* [Document extract]:
I haven't gotten around to reading Robert Christgau's new memoir Going Into the City: Portrait of a Critic as a Young Man (Dey Street Books, $27.95) but I will acknowledge that the former Village Voice rock critic -- specifically his old "Consumer Guide" (see it at robertchristgau.com) -- is probably the biggest influence on the way I approach writing what we used to call "record reviews."

Christgau has been doing his guide since 1969; his most recent was posted in October 2014. In those brief, paragraph-long reviews, Christgau didn't make allowance for his prejudices, assumed a reasonable amount of knowledge on the part of the reader and got to the point by any means necessary.

He made an art of the brief.

Lately I've been slacking off record reviews because I've had my doubts about their utility, given that -- for the most part -- the album, as a would-be cohesive collection of songs programmed and sequenced in a meaningful way, is nearly extinct. In the digital age, when technology has unshackled the individual track from its mushing harness (Who let the dogs out? The guys who brought us the CD, that's who), the single is king. Also, there's only so many ways you can dismiss the ephemeral pretending to timeless, or at least timely, art. We are not in a good place pop music-wise, folks, and I'm not saying that because I don't like Taylor Swift or Beyonce.

But truth is, I miss the immediate quick take, and think it's occasionally warranted. So maybe from time to time, I'll do some shorter critiques here. Consider it a nod to Bob.

• Clark Terry, Justin Kauflin, Dave Grusin, et al., Keep on Keepin' On Original Motion Picture Soundtrack (Varese Sarabande). If you saw (or better yet, if you missed) the documentary Keep on Keepin' On, Alan Hicks' nonfiction examination of the mentor-student relationship between recently deceased Arkansas-based trumpet great Clark Terry and a young pianist named Justin Kauflin when it was released in theaters last year, you might want to check out the film's soundtrack, which functions as a souvenir of the film and an aural history of Terry's long and distinguished career.

* [Data extracts]:
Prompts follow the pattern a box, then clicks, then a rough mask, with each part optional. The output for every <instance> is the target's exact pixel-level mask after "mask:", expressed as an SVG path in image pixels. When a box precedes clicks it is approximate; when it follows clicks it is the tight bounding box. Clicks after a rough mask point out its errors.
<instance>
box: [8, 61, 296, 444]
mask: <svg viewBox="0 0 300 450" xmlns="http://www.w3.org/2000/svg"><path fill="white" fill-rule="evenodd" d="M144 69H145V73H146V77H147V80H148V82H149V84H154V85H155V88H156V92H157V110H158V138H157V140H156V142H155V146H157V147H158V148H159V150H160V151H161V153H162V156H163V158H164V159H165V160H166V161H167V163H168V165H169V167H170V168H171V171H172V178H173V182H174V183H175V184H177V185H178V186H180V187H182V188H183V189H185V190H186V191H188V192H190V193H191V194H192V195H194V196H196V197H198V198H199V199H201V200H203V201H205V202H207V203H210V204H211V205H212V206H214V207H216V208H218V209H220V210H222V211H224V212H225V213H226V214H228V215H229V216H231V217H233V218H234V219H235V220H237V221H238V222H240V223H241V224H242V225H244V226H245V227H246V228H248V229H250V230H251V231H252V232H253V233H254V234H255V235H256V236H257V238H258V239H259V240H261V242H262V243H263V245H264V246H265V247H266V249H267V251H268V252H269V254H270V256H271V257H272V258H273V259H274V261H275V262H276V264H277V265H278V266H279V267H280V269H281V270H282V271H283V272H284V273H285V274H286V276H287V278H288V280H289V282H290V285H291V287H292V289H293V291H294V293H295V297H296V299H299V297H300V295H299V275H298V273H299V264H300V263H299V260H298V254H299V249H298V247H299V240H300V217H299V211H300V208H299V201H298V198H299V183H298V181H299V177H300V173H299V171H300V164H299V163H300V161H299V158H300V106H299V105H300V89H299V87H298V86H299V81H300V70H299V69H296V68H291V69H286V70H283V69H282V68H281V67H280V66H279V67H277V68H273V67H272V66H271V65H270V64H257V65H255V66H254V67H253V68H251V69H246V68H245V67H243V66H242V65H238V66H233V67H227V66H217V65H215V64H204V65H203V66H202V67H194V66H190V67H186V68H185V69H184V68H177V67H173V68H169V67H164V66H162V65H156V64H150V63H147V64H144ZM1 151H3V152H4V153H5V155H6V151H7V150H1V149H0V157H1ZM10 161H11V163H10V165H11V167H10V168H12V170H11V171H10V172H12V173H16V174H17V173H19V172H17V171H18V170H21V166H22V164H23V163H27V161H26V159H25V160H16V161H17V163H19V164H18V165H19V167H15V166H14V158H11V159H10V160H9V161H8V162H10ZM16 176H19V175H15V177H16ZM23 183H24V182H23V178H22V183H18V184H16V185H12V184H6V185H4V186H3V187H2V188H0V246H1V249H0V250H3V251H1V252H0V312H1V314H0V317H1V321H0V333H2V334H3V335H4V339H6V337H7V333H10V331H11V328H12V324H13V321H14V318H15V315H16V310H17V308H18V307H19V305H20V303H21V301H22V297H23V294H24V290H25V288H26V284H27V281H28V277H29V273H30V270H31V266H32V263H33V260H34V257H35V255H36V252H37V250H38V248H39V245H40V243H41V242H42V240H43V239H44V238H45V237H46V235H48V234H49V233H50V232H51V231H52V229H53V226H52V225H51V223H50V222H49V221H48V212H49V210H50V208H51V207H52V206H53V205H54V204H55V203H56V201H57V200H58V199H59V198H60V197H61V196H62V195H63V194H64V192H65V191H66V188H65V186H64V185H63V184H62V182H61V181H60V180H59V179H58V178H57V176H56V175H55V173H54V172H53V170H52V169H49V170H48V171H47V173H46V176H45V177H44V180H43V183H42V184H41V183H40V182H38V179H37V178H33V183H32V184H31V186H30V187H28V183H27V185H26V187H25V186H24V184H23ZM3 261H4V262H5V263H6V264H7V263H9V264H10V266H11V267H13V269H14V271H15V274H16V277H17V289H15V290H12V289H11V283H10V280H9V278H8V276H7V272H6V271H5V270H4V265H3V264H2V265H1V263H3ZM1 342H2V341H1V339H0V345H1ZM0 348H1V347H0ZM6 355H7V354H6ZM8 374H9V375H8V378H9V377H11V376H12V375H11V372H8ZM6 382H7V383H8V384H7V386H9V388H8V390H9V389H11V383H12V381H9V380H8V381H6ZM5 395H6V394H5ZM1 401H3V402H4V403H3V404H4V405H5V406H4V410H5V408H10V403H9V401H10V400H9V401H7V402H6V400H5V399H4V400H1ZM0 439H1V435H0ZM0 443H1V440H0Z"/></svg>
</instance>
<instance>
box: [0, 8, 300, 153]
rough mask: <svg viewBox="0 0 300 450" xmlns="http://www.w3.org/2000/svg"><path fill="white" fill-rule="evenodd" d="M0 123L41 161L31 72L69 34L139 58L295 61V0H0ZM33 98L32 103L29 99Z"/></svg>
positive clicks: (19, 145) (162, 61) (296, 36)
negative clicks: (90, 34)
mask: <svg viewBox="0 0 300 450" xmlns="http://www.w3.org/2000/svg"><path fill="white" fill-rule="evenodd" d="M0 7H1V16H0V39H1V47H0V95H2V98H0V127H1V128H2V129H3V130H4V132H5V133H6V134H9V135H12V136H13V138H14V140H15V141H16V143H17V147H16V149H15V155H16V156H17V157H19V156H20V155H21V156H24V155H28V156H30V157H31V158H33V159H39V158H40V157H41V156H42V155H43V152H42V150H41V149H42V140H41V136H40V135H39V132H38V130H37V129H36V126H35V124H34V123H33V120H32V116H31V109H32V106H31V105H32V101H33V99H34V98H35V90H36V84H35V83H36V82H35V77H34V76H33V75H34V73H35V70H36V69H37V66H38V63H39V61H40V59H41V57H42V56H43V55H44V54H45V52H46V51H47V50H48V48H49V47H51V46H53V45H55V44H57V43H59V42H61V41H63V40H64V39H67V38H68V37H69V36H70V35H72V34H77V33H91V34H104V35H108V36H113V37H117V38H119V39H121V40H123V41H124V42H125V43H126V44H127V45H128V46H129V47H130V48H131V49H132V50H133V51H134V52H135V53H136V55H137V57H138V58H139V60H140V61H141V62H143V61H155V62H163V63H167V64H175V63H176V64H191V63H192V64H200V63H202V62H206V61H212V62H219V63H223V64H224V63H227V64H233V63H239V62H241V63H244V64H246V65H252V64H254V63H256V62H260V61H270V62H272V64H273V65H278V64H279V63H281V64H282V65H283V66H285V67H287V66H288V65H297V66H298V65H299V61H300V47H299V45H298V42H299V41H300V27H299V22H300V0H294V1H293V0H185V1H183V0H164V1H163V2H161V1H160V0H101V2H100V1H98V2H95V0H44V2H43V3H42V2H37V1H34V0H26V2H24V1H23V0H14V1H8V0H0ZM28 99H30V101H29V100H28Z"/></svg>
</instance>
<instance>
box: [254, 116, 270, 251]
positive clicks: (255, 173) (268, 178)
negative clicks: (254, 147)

* [Tasks to carry out]:
#1 List every person named in the record-review column.
#2 Based on the record-review column, is each statement true? Answer yes or no, and quote the words from the column that settle it. (a) Christgau's most recent guide was posted in October 2014. (b) The writer has already read Christgau's new memoir. (c) Clark Terry played the piano.
#3 Copy the record-review column starting with "Christgau has been" and going on through "any means necessary.", swapping "reasonable" for "fair".

* [Task-by-task answers]:
#1 Robert Christgau, Taylor Swift, Beyonce, Clark Terry, Justin Kauflin, Dave Grusin, Alan Hicks

#2
(a) Yes: "his most recent was posted in October 2014"
(b) No: "I haven't gotten around to reading Robert Christgau's new memoir"
(c) No: "recently deceased Arkansas-based trumpet great Clark Terry"

#3
Christgau has been doing his guide since 1969; his most recent was posted in October 2014. In those brief, paragraph-long reviews, Christgau didn't make allowance for his prejudices, assumed a fair amount of knowledge on the part of the reader and got to the point by any means necessary.